Stated task 1:
In the post about KVM reloading syscall-related MSRs, by about how many cycles does the patchset improve guest/idle/guest switches?

On 09/16/2009 03:45 PM, Avi Kivity wrote:
The various x86 syscall related MSRs (MSR_LSTAR and friends, EFER when SCE needs to be updated) are fairly expensive to read or write. Since different operating systems can set different values for these MSRs, KVM needs to reload them when switching to a different guest or to the host. Switching on every guest entry/exit is too expensive, so KVM reloads on guest preemption, which is a lot rarer. Even so, preemption based reload is suboptimal: - if we're switching to a kernel thread and back, there's no need to reload the MSRs. Examples of kernel threads we're likely to switch to are: - the idle task - a threaded interrupt handler - a kernel-mode virtio server (vhost-net) - if we're switching to a guest running the same OS, the MSRs will have the same values and there's no need to reload them - if the guest and host run the same OS, again the MSRs need not be reloaded. This patchset implements just-in-time reloads to defer them to the last possible instant. When we do reload, we check whether the values have in fact changed and reload conditionally. For the just-in-time reloads the first patch implements "user return notifiers", a callback invoked just before return to userspace. This has been written so that there is no code impact if KVM is not configured, and no runtime impact if KVM is not running. The patchset improves guest/idle/guest switches by about 2000 cycles.

Stated task 2:
From the rows below, copy out exactly the lines starting with the line containing "[pin] island -- one per line" and going on through the line containing "[pin] embankment -- one per line".

Materials provided:
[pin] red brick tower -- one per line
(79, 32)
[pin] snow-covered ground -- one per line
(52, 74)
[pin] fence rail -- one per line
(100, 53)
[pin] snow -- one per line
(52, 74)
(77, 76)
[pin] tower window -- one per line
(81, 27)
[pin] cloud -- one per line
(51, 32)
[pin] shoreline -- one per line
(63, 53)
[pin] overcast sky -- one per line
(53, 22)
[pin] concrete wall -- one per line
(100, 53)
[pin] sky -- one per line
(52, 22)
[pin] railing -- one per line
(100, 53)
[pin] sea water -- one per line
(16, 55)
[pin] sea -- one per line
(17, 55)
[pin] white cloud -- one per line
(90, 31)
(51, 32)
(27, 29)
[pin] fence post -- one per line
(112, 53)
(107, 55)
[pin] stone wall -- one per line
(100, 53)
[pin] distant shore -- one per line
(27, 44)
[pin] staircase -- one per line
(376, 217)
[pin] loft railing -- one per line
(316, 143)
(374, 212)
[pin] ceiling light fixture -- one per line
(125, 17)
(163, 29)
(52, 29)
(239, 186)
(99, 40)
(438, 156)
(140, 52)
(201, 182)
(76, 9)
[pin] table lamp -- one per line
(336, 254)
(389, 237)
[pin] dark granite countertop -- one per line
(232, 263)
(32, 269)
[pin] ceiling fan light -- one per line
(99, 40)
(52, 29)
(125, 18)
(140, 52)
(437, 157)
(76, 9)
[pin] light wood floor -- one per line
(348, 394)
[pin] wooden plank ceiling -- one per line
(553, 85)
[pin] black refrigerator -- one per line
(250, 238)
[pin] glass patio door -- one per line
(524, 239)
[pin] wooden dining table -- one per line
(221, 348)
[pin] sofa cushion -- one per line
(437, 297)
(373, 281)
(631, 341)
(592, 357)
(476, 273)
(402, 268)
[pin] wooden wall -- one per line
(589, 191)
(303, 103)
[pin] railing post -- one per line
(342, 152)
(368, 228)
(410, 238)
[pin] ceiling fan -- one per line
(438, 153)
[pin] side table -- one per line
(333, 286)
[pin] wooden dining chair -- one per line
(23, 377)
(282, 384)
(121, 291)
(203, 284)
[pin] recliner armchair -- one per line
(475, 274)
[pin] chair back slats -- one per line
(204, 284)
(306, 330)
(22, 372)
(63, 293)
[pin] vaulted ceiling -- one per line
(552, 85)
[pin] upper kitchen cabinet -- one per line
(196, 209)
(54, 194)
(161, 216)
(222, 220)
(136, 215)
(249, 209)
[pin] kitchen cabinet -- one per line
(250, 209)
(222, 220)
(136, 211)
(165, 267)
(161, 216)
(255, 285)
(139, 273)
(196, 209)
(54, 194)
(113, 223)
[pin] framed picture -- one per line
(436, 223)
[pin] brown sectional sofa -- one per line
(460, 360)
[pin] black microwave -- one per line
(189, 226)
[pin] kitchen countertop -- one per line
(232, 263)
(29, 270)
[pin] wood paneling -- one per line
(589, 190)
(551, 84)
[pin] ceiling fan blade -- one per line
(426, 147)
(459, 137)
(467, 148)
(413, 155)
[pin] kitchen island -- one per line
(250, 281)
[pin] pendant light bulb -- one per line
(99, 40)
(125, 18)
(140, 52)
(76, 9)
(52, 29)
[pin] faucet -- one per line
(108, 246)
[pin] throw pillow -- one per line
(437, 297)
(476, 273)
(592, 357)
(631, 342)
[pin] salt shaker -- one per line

...

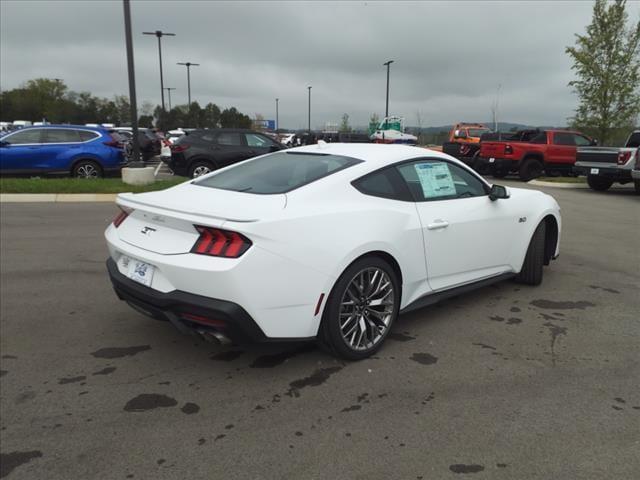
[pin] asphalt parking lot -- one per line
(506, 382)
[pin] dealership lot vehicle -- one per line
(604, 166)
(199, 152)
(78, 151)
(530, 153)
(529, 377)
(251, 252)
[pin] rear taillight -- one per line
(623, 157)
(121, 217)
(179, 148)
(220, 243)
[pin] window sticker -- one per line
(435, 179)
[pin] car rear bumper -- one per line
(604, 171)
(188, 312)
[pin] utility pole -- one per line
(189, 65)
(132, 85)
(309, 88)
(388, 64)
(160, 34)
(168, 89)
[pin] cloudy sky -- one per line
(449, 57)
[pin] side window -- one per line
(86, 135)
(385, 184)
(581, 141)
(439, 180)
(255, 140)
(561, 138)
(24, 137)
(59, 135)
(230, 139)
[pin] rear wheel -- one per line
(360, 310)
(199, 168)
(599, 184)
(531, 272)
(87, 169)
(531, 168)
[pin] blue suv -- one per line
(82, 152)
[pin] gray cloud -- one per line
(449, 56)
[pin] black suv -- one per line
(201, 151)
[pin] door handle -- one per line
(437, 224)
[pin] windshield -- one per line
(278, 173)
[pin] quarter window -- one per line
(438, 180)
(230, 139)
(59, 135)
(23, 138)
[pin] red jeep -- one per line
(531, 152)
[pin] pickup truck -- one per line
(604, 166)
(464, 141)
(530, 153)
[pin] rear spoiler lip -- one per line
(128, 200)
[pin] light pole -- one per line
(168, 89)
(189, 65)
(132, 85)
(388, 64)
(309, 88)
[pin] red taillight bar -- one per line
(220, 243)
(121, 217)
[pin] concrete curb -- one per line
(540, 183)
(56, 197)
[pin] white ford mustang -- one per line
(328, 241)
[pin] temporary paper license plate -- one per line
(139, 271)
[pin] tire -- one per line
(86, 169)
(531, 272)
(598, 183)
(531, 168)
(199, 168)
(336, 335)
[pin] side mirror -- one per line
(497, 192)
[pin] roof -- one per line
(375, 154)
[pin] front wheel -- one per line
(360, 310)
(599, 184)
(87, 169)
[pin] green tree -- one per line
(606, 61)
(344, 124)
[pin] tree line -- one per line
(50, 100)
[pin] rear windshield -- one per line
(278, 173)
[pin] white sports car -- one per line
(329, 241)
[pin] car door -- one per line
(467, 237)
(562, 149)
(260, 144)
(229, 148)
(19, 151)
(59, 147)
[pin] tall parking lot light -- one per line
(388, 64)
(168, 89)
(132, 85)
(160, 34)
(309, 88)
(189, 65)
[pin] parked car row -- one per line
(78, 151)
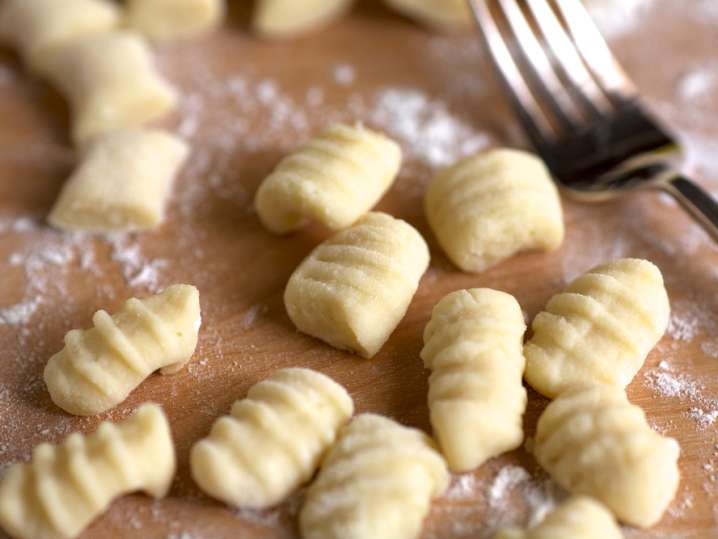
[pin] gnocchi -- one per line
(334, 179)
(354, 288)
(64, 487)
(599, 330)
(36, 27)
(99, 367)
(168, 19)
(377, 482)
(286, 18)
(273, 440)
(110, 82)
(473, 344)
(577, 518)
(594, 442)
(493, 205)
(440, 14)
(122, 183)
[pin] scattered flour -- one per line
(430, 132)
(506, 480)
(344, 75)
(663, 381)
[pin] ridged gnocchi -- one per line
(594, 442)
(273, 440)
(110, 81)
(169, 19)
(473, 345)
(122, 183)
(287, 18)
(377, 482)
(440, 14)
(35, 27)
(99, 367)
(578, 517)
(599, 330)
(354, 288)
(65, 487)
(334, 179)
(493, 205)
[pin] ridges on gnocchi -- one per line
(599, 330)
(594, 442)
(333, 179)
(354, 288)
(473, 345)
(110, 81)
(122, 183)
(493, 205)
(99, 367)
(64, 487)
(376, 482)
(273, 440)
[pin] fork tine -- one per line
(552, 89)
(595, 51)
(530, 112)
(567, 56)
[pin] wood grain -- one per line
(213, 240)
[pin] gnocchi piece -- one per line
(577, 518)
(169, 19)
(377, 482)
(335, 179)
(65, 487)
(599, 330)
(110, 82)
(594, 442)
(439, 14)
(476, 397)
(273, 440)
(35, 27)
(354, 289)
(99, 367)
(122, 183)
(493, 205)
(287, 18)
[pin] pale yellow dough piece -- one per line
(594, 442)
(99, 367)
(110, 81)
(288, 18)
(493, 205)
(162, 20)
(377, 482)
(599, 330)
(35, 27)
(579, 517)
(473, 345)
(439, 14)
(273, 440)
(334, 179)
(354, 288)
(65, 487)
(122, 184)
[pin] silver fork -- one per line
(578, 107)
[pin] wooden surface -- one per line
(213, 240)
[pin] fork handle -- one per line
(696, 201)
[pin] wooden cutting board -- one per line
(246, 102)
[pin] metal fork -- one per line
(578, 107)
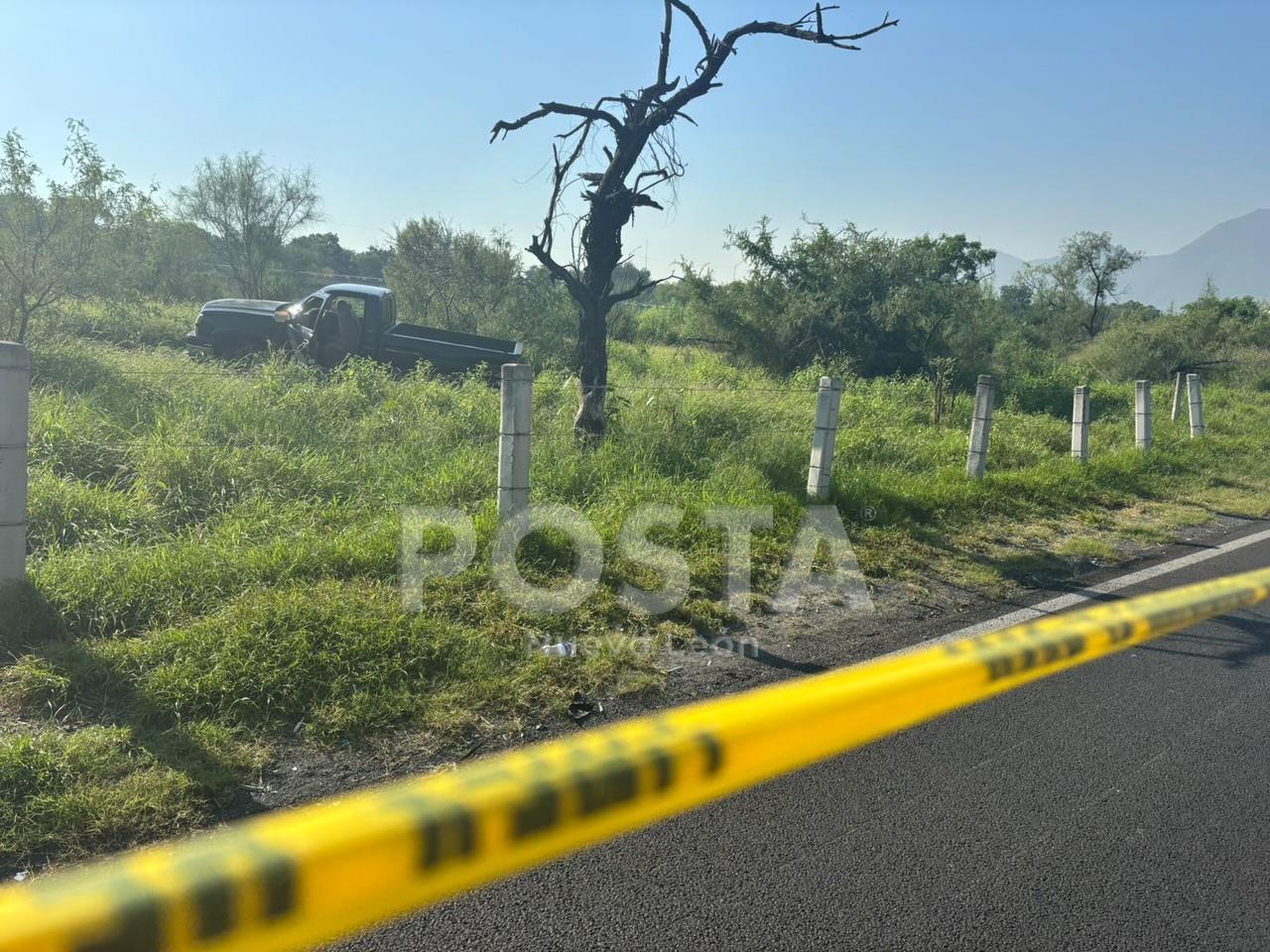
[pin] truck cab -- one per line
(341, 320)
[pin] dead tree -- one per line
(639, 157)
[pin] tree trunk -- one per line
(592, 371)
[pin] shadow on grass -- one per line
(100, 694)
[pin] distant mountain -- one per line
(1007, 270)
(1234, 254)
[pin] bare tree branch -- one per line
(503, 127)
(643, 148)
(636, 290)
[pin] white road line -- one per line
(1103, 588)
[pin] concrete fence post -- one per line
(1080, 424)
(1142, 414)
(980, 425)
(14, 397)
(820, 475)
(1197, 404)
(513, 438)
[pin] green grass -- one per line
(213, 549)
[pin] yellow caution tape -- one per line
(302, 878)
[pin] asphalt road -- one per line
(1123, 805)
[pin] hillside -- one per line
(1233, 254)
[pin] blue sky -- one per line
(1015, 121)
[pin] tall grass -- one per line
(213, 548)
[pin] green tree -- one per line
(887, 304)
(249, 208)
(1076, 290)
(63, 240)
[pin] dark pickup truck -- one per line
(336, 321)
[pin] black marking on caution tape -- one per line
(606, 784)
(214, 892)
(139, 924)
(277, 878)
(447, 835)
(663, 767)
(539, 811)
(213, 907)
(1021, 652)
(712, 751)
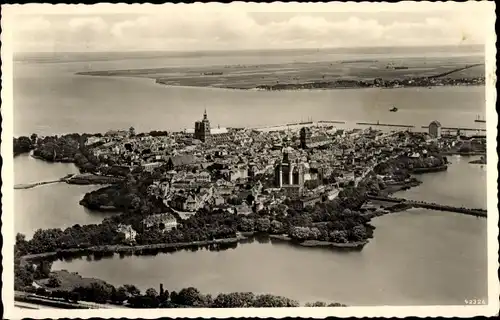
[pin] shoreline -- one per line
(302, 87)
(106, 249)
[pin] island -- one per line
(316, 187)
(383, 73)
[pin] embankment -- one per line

Final result 1:
About 2000 cycles.

Final result 2:
[pin] island -- one per line
(316, 187)
(383, 73)
[pin] embankment -- one per line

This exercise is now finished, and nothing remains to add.